#### Provided passage
_ _ _ _
The bombs started raining down from cartel drones at 6 a.m. on Wednesday over Guajes de Ayala, while Mexico’s government had already poured 100,000 security forces into World Cup hubs like Mexico City, Monterrey and Guadalajara.
Who Got Left Behind
Marilu Solorio, 24, said she and 70 other women, children and elderly people hid in a nearby abandoned medical clinic as drone explosions and gunfire tore through the mountains of central Mexico. She spoke from that shelter by phone and put the cruelty in plain language: “While some are celebrating goals, others are getting massacred by drones carrying bombs,” she said. “Instead of protecting people in the places where they’ve been playing the World Cup, (Mexico’s government) should be protecting people like us, who have never done anything wrong.”
Her words land harder than any official statement. The people under attack weren’t in a stadium, weren’t part of the spectacle, and weren’t worth the same state attention. They were rural residents in Guerrero who had spent weeks warning law enforcement about mounting threats from La Nueva Familia Michoacana, only to be ignored while the tournament soaked up the country’s security apparatus.
Mexican authorities quickly denied the attacks in violence-struck Guerrero, even though locals livestreamed videos showing gunfire and smoke billowing from mountain lookouts set up by residents to watch for cartel presence. That’s the neat trick of power: deny what people can see, then call it order.
Security for the Showcase
Mexico doubled down on security in the World Cup hubs, and the result was predictable enough. The leg of the competition in Mexico, which wrapped up on Sunday, ended without major security incidents in those cities. Fans packed the streets of Mexico City, Guadalajara and Monterrey. Memes of ducks donning Mexico jerseys flooded social media. The celebration got the protection. The countryside got the leftovers.
Mexican security analyst David Saucedo said the attacks in Guajes de Ayala and other cartel-haunted areas were fallout from that security strategy. “There was heavy security in Mexico City, Guadalajara, Monterrey. Lots of military and National Guard officers from other states were transferred to fortify World Cup hosts,” Saucedo said. “But in doing that, they also left a number of regions that weren’t host cities unprotected.”
_ _ _ _
#### Data for review
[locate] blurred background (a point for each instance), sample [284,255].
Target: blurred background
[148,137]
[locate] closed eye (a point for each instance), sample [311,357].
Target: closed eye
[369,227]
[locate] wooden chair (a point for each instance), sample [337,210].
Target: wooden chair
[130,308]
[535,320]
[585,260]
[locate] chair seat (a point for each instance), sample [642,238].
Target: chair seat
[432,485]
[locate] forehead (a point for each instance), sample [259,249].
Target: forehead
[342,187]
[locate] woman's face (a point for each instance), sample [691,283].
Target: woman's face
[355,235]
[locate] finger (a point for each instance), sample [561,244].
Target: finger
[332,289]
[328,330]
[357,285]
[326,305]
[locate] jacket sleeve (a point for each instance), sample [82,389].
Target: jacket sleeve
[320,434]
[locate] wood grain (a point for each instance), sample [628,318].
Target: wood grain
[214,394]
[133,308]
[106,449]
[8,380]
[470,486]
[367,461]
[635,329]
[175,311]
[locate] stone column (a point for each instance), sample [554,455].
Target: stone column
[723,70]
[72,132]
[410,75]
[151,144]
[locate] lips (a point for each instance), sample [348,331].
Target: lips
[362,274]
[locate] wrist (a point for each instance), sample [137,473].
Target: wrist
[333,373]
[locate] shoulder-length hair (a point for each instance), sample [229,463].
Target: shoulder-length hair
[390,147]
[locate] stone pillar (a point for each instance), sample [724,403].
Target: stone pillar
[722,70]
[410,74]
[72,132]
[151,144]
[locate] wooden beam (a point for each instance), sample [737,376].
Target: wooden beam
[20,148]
_ _ _ _
Please translate this sentence from the article on the Guerrero drone attacks into Spanish: "Fans packed the streets of Mexico City, Guadalajara and Monterrey." The entries are separate material and have no connection to the article on the Guerrero drone attacks.

Los aficionados llenaron las calles de la Ciudad de México, Guadalajara y Monterrey.